## EXERCISE:
Output only the lines of the entries that follow, starting at the one with "of the cabinet" and running down to the one with "of the tile", both included and unchanged.

## EXERCISE MATERIALS:
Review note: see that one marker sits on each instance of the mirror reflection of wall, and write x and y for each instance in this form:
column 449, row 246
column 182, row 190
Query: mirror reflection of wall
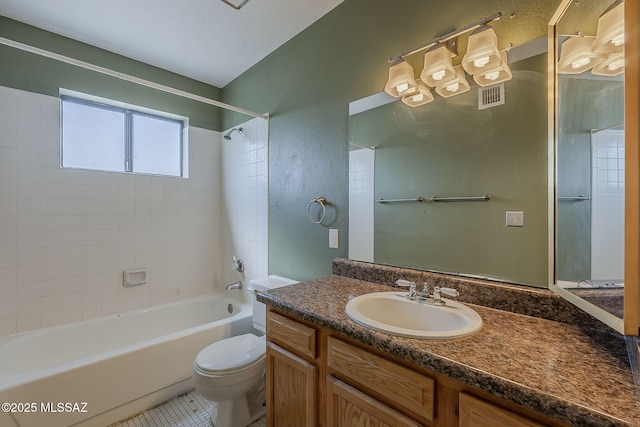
column 590, row 154
column 451, row 148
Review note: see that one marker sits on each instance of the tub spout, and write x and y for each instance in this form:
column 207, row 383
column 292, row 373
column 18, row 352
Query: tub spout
column 236, row 285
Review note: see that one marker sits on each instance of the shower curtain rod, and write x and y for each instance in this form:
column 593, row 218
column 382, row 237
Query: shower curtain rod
column 127, row 77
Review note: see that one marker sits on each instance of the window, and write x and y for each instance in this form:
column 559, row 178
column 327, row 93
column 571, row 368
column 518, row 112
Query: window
column 105, row 137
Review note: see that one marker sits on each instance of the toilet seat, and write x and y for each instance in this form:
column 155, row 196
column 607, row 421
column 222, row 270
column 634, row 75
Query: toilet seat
column 231, row 355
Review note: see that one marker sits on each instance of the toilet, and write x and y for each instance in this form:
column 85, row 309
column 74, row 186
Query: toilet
column 231, row 372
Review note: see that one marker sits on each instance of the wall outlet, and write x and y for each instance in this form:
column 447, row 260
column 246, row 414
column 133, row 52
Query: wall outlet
column 515, row 219
column 333, row 238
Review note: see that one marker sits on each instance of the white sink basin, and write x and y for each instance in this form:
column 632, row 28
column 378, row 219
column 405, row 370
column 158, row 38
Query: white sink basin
column 390, row 312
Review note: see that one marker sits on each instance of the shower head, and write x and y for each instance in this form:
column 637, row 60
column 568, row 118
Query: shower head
column 228, row 135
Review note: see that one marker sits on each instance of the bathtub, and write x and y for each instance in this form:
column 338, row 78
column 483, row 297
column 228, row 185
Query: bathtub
column 96, row 372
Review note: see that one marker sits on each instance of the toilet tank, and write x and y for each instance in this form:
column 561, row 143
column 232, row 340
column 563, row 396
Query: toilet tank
column 264, row 284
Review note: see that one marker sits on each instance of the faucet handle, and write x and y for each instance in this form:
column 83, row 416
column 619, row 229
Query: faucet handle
column 450, row 291
column 412, row 288
column 425, row 289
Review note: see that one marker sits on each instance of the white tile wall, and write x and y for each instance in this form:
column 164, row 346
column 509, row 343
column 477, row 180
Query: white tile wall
column 245, row 211
column 607, row 205
column 361, row 211
column 67, row 235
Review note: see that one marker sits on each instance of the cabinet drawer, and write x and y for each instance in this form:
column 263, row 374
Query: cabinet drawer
column 347, row 406
column 291, row 335
column 475, row 412
column 391, row 383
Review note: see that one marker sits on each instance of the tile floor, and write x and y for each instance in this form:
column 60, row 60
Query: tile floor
column 186, row 410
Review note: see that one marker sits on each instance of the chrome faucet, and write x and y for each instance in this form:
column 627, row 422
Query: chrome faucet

## SOLUTION TO THIS EXERCISE:
Review note: see that one marker sits on each instance of the cabinet drawer, and write x and y for each instance in this form:
column 263, row 374
Query: cabinet drawer
column 347, row 406
column 291, row 335
column 475, row 412
column 391, row 383
Review note: see that one marker sits on each instance of the tile floor, and write x and y for each instance in this form:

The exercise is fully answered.